**Dataset records**:
__________________________________________________

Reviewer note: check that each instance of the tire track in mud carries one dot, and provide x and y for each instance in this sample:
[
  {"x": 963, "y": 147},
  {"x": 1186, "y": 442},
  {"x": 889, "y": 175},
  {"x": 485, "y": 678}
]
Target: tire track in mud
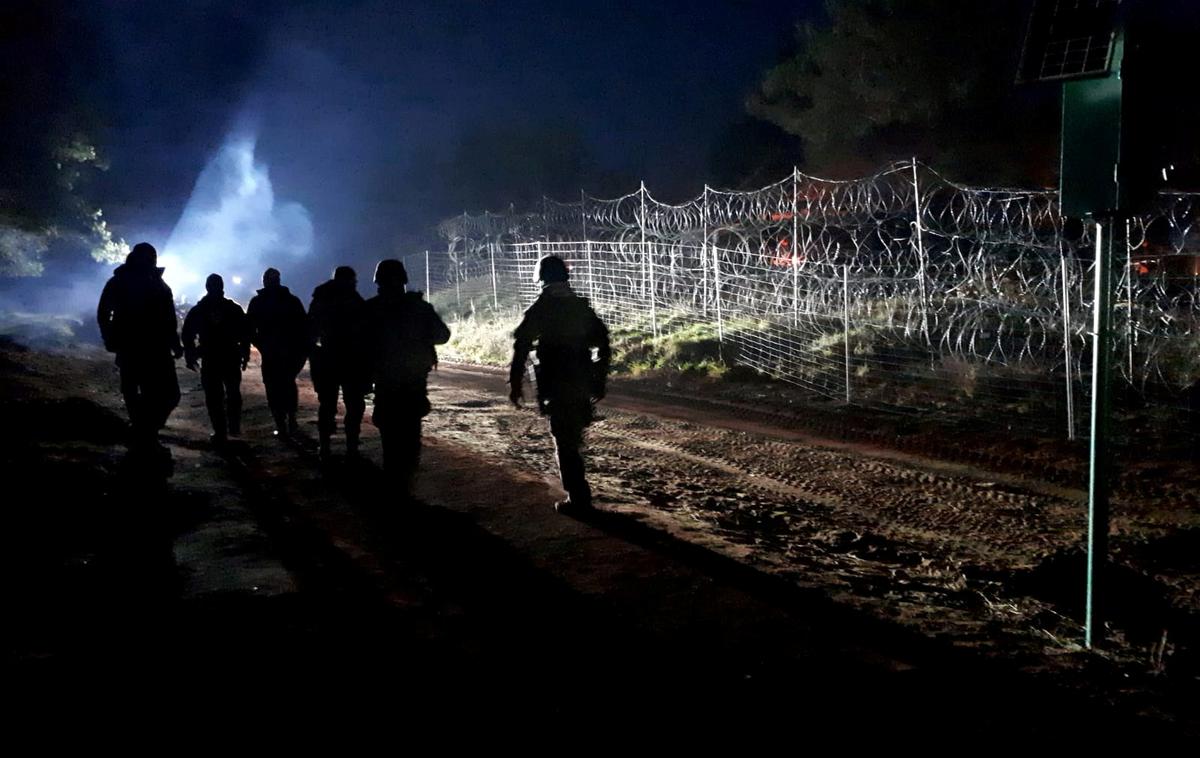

__________________________________________________

**Exercise**:
Produce a verbatim copy of every entry, excluding pictures.

**Result of this task**:
Reviewer note: check that each instance of the tire track in mud carries one dot, and provide x and y for each instance in this sample:
[
  {"x": 963, "y": 147},
  {"x": 1186, "y": 442},
  {"x": 889, "y": 175},
  {"x": 485, "y": 678}
]
Target: tire track in mud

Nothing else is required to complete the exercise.